Pull out of the data below the stretch of lines bounded by the one containing "the player's outstretched" and the one containing "on the collar", both bounds included, unchanged.

__RECORD EXCERPTS__.
:::::

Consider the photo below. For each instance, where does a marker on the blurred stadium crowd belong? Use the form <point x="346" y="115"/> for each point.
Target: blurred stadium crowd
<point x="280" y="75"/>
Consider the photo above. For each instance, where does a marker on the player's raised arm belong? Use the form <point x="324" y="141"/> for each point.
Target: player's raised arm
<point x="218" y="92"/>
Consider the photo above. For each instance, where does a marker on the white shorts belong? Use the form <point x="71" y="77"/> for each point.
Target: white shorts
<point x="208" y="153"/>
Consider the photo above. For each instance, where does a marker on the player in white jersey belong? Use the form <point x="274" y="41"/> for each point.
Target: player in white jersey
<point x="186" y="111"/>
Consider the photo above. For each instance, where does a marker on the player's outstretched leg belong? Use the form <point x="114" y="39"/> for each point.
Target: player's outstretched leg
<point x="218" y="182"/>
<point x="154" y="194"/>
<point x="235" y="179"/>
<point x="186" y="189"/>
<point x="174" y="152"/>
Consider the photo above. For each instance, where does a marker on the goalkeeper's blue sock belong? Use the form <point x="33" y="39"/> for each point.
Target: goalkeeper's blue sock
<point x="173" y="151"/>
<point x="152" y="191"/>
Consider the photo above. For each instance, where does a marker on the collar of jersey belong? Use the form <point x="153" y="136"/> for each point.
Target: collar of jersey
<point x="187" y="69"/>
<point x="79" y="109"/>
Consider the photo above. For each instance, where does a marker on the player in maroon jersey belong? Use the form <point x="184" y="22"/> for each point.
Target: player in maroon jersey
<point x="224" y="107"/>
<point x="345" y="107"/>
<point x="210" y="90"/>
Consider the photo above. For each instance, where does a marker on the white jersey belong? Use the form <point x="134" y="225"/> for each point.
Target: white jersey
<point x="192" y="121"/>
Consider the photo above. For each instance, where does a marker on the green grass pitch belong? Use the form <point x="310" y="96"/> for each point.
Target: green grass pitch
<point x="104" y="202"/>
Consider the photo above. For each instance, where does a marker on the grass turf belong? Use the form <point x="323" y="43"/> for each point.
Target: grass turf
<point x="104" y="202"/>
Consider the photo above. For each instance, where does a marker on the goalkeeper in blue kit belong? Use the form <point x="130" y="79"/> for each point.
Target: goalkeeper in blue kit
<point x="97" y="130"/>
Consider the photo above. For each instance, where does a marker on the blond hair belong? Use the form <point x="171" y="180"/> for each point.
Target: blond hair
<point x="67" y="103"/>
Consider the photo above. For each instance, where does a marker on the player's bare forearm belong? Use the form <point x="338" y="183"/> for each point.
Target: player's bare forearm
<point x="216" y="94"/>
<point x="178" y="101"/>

:::::

__WRITTEN ANSWER__.
Consider the photo above. For each instance, where does a marker on the player's outstretched leg belong? Use the form <point x="114" y="39"/> for each point.
Target: player's outstretched leg
<point x="218" y="182"/>
<point x="154" y="194"/>
<point x="235" y="179"/>
<point x="186" y="189"/>
<point x="174" y="152"/>
Consider the photo above. For each instance, where does a marker on the goalkeeper's blue sock belong? Use the form <point x="33" y="39"/> for each point.
Target: goalkeeper's blue sock
<point x="173" y="151"/>
<point x="152" y="191"/>
Consider the photo above. For each instance, where does a marker on the collar of jersey belong? Use the form <point x="153" y="136"/> for each point.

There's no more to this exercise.